▶ **Required action**
Pictures aside, output each record exactly.

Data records
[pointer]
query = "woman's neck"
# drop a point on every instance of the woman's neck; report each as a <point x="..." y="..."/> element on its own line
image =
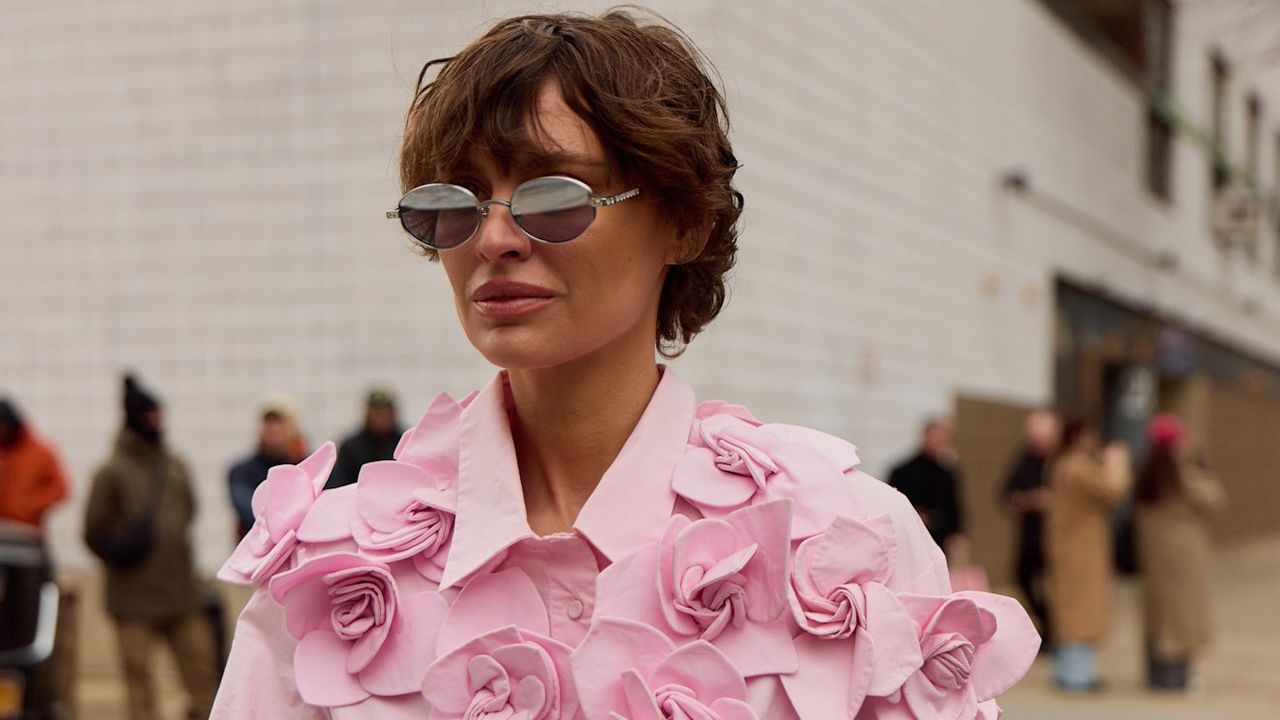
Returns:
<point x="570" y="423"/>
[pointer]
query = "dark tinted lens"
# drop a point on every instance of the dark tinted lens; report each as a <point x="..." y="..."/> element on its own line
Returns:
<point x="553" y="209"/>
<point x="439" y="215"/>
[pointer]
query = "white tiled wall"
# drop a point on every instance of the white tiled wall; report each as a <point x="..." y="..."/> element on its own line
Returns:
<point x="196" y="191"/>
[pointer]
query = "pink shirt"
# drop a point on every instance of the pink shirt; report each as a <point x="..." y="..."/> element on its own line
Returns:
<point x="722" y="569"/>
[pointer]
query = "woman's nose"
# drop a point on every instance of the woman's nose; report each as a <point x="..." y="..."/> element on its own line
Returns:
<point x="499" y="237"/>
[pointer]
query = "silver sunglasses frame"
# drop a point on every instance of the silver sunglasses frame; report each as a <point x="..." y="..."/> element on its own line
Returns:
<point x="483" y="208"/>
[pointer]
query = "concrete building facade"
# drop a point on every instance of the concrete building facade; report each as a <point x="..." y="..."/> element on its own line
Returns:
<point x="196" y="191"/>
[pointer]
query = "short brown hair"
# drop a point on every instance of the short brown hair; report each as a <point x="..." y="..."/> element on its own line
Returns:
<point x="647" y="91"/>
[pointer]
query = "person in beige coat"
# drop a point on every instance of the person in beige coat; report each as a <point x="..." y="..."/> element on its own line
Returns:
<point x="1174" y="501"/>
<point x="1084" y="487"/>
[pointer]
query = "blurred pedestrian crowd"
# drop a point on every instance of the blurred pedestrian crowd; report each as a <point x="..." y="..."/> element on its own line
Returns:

▶ **Solution**
[pointer]
query = "woman's neck"
# drop a point on every instance of the woman's neck; report each as a <point x="..." y="..."/> element on its own line
image =
Returns:
<point x="570" y="423"/>
[pointer]
query = "dark tinted lens"
# drop a point on every instance of the dark tinted lens; report each as a <point x="..." y="..."/> element on its own line
Returns:
<point x="553" y="209"/>
<point x="439" y="215"/>
[pointer]
query = "white tiled wall"
# drop a point on every instance of the white tiled wall; report each as a <point x="..." y="..."/> element on its own line
Returns:
<point x="196" y="191"/>
[pointer]
query = "pink shirt"
# drop a point on every instance of the pink shirt; report each as a <point x="..." y="..."/> element on its own line
Returns:
<point x="722" y="569"/>
[pointer]
query = "woman's nose"
# drop a point on every instance of the woman's nose; report each as a <point x="..." y="..."/> element on its own line
Returns:
<point x="499" y="237"/>
[pointer]
query = "silver sunglasses frame"
# drop a point on every instance of the silver sunglasses frame; report each as a <point x="..." y="..."/> element on its own line
Returns:
<point x="483" y="208"/>
[pointer]
query = "concrete building facade"
# drop a point on every instance of the concrete building facade; report each as a <point x="..." y="..."/> element on its own line
Returns:
<point x="196" y="191"/>
[pointer]
query = "short brown hair"
# drop a point on every instance of the short brown hair; report each as a <point x="..." y="..."/> element on its own line
Returns:
<point x="647" y="91"/>
[pointer]
query = "person in beige coat"
# drop a point on every instance of the person in beige coat; report each as a <point x="..." y="..."/> element on its own line
Returns:
<point x="1174" y="501"/>
<point x="1084" y="487"/>
[pointer]
query = "blurred pedestrian crowd"
# drop a point on every instance of the blurred pedestrian crowd; report each as a <point x="..." y="..."/> element on its own line
Returns:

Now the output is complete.